40. Luc and Katy Messier were granted a divorce in February 2011, which was appealed by
Katy.
41. While the Messier Case was on appeal, Judge Pratt presided over several hearings
involving various post-trial motions.
42. On June 26, 2012, Judge Pratt held a hearing on Katy’s motion for judgment nunc pro
tunc, but did not issue a ruling.
43. On December 19, 2012, Judge Pratt presided over an enforcement motion hearing after
which she did issue an oral ruling from the bench, but did not reduce that ruling to
writing indicating that the attorneys were to prepare proposed orders for her signature.
44. On March 25, 2013, the attorneys appeared in court for a hearing to enter orders
regarding the enforcement motion; however, after waiting for more than an hour, the
attorneys were advised by the court coordinator that Judge Pratt wanted the attorneys to
leave the courtroom and that she would consider the matter on submission. The attorneys
then left their proposed orders with the court coordinator for Judge Pratt to review.
45. Throughout March 2013 and April 2013, the attorneys for the Messiers continued to
contact Judge Pratt’s court coordinator asking if the judge had ruled.
46. During this time, the attorneys and the court coordinator inspected the court file, but only
found the unsigned proposed orders.
47. The court coordinator advised the attorneys that there was no ruling and they would be
notified as soon as one was issued.
48. In late May 2013, the attorneys received a handwritten rendition from Judge Pratt, dated
March 25, 2013, with the judge’s decision regarding the motion heard on June 26, 2012;
however, the rendition had been date-stamped by Epps on May 25, 2013.
49. On June 5, 2013, the attorneys learned for the first time that Judge Pratt had signed the
proposed order submitted by Katy’s attorney, which was dated March 25, 2013.
50. The enforcement order purportedly was date-stamped and initialed by Epps on March 25,
2013, even though Epps did not start working in Judge Pratt’s court until April 24, 2013.

Dataset records about object locations:
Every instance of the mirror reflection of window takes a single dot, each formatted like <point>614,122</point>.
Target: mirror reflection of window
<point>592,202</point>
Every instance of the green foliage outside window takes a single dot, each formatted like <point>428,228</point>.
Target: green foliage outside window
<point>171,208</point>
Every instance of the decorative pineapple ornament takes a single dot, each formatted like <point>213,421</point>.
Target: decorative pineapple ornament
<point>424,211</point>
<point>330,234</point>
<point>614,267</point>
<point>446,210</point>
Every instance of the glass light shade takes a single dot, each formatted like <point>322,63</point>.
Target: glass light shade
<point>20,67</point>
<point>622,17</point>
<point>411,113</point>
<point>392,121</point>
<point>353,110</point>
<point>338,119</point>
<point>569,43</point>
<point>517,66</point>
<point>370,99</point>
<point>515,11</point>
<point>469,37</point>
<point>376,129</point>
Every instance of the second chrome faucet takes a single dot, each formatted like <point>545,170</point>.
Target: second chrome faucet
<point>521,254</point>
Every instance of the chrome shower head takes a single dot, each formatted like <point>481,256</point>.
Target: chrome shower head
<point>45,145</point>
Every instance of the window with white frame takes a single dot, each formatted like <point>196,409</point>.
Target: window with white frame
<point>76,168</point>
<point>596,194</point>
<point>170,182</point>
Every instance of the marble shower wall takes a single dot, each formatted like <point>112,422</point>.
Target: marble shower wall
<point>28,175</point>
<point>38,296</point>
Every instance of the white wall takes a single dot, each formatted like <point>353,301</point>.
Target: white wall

EXERCISE DETAILS
Write the next few numbered paragraphs of the court-record text about Judge Pratt's handling of the Messier Case, starting after the final paragraph about the enforcement order's date stamp.

EXERCISE ANSWER
51. The enforcement order was not entered into the computer docket by the District Clerk’s
office until June 4, 2013.
52. Because the attorneys did not receive notice of the March 25, 2013 judgment until June
5, 2013, Judge Pratt granted Luc Messier’s motion to extend the post-judgment deadlines
so that an appeal could be perfected.
53. On June 24, 2013, and again on July 18, 2013, Luc’s appellate attorney requested that
Judge Pratt issue findings of fact and conclusions of law in connection with the appeal.
54. On August 1, 2013, Katy’s attorney filed proposed Findings of Fact and Conclusions of
Law in the Messier Case.
55. On August 29, 2013, Luc’s appellate attorney filed a motion to abate the appeal due to
the failure of Judge Pratt to issue the requested findings of fact and conclusions of law.
56. On September 12, 2013, the 14th Court of Appeals abated the appeal and ordered Judge
Pratt to issue the requested findings of fact and conclusions of law.
57. The following day, Judge Pratt filed findings of fact and conclusions of law that were
dated August 18, 2013; however, according to the District Clerk’s computer docket entry,
the document, which was not date stamped by a clerk, was signed on September 13,
2013.4
58. In a letter dated September 19, 2013, sent directly to the 14th Court of Appeals, Judge
Pratt provided a chronology of events and confirmed that she signed the findings of fact
and conclusions of law on August 18, 2013, which the judge pointed out was before the
motion to abate was filed with the Court; however, no explanation was provided as to
why Judge Pratt waited to provide this information until after the Court ordered her to
issue the findings of fact.
59. On October 25, 2013, Luc’s trial counsel filed a motion to recuse Judge Pratt from
presiding over any other pending matters.
60. On February 27, 2014, a nine hour recusal hearing took place before a visiting judge.
Judge Pratt was ordered removed from the Messier Case a few weeks later.
61. In her testimony before the Commission, Judge Pratt attributed any delays in filing her
judgments, renditions, and findings of fact in the Messier Case to clerk errors and
incompetence.
62. In support of her testimony regarding the alleged incompetence of the various court
clerks assigned to her court, Judge Pratt provided the Commission with numerous emails
dated from late September 2013 through January 2014, in which she complained to
supervisors in the Harris County District Clerk’s Office about the unusually high
turnover rate of clerks assigned to her court, and that the clerks were not properly trained,
could not locate court files and court records, and were generally negligent and derelict in
their duties.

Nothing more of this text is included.